[DATASET RECORDS Boundary: Start]

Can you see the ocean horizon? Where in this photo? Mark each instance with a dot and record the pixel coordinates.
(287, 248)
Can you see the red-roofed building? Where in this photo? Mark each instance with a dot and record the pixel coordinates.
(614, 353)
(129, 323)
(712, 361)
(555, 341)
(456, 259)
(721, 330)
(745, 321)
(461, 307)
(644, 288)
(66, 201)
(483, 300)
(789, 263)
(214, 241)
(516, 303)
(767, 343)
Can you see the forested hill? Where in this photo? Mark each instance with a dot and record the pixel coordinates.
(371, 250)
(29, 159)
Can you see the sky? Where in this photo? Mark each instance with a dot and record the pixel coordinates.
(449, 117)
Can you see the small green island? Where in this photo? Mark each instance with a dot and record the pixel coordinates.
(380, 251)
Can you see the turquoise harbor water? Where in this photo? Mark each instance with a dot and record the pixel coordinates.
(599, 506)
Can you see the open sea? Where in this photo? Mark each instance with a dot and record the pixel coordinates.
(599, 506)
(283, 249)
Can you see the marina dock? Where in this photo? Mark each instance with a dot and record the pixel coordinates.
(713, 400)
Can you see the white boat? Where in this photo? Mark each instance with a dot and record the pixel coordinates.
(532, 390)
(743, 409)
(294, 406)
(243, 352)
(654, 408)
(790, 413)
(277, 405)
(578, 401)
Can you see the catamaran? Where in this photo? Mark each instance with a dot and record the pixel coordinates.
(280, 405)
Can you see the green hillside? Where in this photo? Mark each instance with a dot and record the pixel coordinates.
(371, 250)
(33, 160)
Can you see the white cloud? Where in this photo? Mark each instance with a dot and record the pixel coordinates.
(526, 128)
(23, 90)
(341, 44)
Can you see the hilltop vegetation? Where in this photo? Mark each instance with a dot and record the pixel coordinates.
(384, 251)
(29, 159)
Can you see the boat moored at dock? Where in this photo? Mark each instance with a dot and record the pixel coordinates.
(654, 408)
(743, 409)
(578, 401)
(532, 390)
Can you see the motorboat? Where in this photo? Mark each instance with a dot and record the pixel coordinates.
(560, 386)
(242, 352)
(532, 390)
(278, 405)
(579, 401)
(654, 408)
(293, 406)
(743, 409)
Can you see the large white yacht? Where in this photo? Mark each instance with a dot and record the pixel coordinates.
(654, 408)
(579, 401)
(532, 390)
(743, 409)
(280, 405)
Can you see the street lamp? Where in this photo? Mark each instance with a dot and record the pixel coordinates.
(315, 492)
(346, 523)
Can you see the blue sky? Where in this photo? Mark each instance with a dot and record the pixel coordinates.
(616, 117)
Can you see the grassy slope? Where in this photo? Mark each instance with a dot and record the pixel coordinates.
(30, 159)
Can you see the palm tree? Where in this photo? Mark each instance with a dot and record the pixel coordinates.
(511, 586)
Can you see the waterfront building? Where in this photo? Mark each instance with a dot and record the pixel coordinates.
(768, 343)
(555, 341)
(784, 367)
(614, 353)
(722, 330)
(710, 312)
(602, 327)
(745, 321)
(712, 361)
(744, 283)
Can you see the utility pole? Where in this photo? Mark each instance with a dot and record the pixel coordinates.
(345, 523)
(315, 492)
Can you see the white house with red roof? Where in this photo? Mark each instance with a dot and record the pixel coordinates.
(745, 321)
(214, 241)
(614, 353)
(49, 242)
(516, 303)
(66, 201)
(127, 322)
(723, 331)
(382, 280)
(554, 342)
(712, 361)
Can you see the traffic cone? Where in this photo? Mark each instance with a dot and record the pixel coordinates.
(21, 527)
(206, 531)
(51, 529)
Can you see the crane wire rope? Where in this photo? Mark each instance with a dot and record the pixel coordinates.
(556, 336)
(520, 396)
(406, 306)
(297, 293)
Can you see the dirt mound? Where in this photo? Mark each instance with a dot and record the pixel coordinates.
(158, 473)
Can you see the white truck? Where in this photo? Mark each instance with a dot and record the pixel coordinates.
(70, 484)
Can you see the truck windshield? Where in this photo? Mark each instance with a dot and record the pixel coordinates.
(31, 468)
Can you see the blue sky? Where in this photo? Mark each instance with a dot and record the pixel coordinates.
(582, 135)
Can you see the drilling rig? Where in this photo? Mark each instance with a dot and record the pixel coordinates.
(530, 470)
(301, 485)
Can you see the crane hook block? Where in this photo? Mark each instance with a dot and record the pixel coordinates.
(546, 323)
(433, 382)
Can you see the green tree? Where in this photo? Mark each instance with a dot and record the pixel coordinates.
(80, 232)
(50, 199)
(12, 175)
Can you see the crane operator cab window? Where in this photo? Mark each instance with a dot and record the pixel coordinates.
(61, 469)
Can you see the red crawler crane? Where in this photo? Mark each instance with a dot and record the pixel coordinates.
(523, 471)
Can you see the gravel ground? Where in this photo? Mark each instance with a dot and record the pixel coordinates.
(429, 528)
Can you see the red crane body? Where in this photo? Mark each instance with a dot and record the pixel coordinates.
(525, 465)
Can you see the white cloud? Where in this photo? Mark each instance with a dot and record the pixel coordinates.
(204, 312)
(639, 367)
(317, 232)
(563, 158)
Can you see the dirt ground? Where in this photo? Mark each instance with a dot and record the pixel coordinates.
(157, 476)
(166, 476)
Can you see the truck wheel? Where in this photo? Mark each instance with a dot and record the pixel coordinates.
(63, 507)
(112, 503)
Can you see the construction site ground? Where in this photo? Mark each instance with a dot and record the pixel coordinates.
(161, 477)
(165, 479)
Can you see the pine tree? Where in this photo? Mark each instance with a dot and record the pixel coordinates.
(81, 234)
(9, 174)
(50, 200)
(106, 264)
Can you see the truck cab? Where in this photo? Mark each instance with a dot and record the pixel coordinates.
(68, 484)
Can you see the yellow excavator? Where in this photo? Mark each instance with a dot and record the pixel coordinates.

[DATASET RECORDS Boundary: End]

TASK: Copy each line of the entries exactly.

OUTPUT FOR THIS EXERCISE:
Can you see the ocean horizon? Where in this photo? Mark each instance with a dot and record the pixel coordinates.
(287, 248)
Can you see the red-roofed building? Where in this photo? Mark each instance with a dot and record the pixel coordinates.
(614, 353)
(129, 323)
(712, 361)
(555, 341)
(456, 259)
(721, 330)
(745, 321)
(461, 307)
(644, 288)
(66, 201)
(483, 300)
(789, 263)
(214, 241)
(516, 303)
(767, 343)
Can you see the forested hill? Where in this photo? Mark each instance with a dot and record the pixel coordinates.
(371, 250)
(29, 159)
Can you see the sky? Where in this photo? Mark each instance with a dot and record the pixel coordinates.
(449, 117)
Can you see the small green island? Where in this photo? Mark each instance with a dot and record the pixel coordinates.
(380, 251)
Can you see the turquoise harbor water? Where in this photo? Mark each instance with a dot and record the pixel coordinates.
(599, 506)
Can you see the open sea? Where in this photo? Mark each instance with a dot and record the pixel coordinates.
(599, 506)
(283, 249)
Can you see the marina dock? Where in this photo? Mark each instance with a dot and record the pixel coordinates.
(713, 400)
Can you see the white boat? Where in this photo? Mark each instance with a dot and record the pixel coordinates.
(532, 390)
(743, 409)
(294, 406)
(243, 352)
(654, 408)
(790, 413)
(277, 405)
(578, 401)
Can you see the catamaran? Where in this photo? Mark each instance with a dot and record the pixel coordinates.
(280, 405)
Can you see the green hillside? Where in this photo? Mark each instance with a dot and record the pixel coordinates.
(371, 250)
(33, 160)
Can you see the white cloud? Where in this photo? Mark each instance with a dot and record the pixel coordinates.
(526, 128)
(23, 90)
(341, 44)
Can you see the hilltop vegetation? Where in this photo? Mark each instance with a dot and record the pixel coordinates.
(384, 251)
(29, 159)
Can you see the boat moored at dock? Where in this photo? Mark each instance with a dot and record the pixel coordinates.
(654, 408)
(743, 409)
(578, 401)
(532, 390)
Can you see the motorboat? Where in this photo? Mark each instance with a dot and record the pixel coordinates.
(560, 386)
(242, 352)
(532, 390)
(278, 405)
(579, 401)
(654, 408)
(293, 406)
(743, 409)
Can you see the large white yacht? Where in this photo? Mark each instance with a dot and record the pixel coordinates.
(654, 408)
(579, 401)
(532, 390)
(743, 409)
(280, 405)
Can you see the street lamp? Where in this photo? Mark each instance with a dot and record the pixel coordinates.
(315, 492)
(346, 523)
Can you see the blue sky? Where in this photo? Mark each instance with a dot and record the pixel coordinates.
(616, 117)
Can you see the grassy slope? Where in this photo? Mark each instance with a dot and record the pixel coordinates.
(30, 159)
Can you see the palm tree? Where in this photo? Mark each instance with a dot and record the pixel coordinates.
(511, 586)
Can you see the waterfront building? Where in this photo? Mark each instance with a dot and record the pixel coordinates.
(768, 343)
(555, 341)
(784, 367)
(614, 353)
(722, 330)
(710, 312)
(602, 327)
(745, 321)
(712, 361)
(744, 283)
Can you see the utility pole? Where in this photo? Mark each instance with a dot and record the pixel coordinates.
(345, 523)
(315, 492)
Can you see the white house with red roof? Where in this photo? Mark each instance with a dot and record the pixel coordinates.
(745, 321)
(214, 241)
(614, 353)
(49, 242)
(516, 303)
(66, 201)
(127, 322)
(723, 331)
(382, 280)
(554, 342)
(712, 361)
Can you see the traffic cone? Where in this photo? Mark each instance with a dot and record the pixel coordinates.
(21, 527)
(206, 531)
(51, 529)
Can you see the crane wire rope? Where in this photo? Mark each instance with a dot and record the pixel coordinates.
(556, 336)
(520, 396)
(406, 306)
(297, 293)
Can you see the dirt mound? Where in this photo? Mark each instance with a dot and record the pixel coordinates.
(158, 473)
Can you see the white truck? Where in this photo? Mark each instance with a dot and record the pixel coordinates.
(70, 484)
Can you see the truck windshield? Where in this photo? Mark each instance with a dot and record the pixel coordinates.
(31, 468)
Can you see the blue sky? Where in this photo? Mark each instance with a dot and record the pixel coordinates.
(582, 135)
Can you see the drilling rig? Where in this photo? Mark each instance with a dot and record the pixel coordinates.
(530, 470)
(301, 485)
Can you see the crane hook block? Where in this photo? Mark each instance with a dot and record the pixel coordinates.
(546, 323)
(433, 382)
Can you see the green tree? Where in this photo? Mark each instance with a dot and record the pixel coordinates.
(80, 232)
(50, 199)
(12, 175)
Can you see the crane operator cab window? Where in this photo? Mark each instance with a dot and record the pixel coordinates.
(61, 469)
Can you see the red crawler crane? Where in this photo? Mark each instance with a dot and record the pixel coordinates.
(523, 471)
Can you see the gravel ground? Where in this photo? Mark each instance with a dot and record the pixel coordinates.
(429, 528)
Can you see the red crane body? Where in this photo? Mark each instance with a dot and record the pixel coordinates.
(525, 465)
Can you see the white cloud? Where in this photo? Mark each instance with a dot and record the pixel coordinates.
(204, 312)
(639, 367)
(317, 232)
(563, 158)
Can you see the dirt ground? Where in this photo? Mark each instance with a dot and record the pixel coordinates.
(157, 476)
(166, 476)
Can you see the truck wheel? Where in this photo? Mark each instance with a dot and record the pixel coordinates.
(63, 507)
(112, 503)
Can you see the construction site ground? Where in this photo? Mark each instance with a dot and record the pixel coordinates.
(161, 477)
(165, 479)
Can you see the pine tree? Where in this photo? Mark each instance with a dot and record the pixel coordinates.
(81, 234)
(9, 174)
(50, 200)
(106, 264)
Can you see the truck cab? Where in this photo? Mark each instance with a dot and record the pixel coordinates.
(68, 484)
Can you see the yellow excavator? Where in this photo? Mark each instance with a dot and record the pixel coordinates.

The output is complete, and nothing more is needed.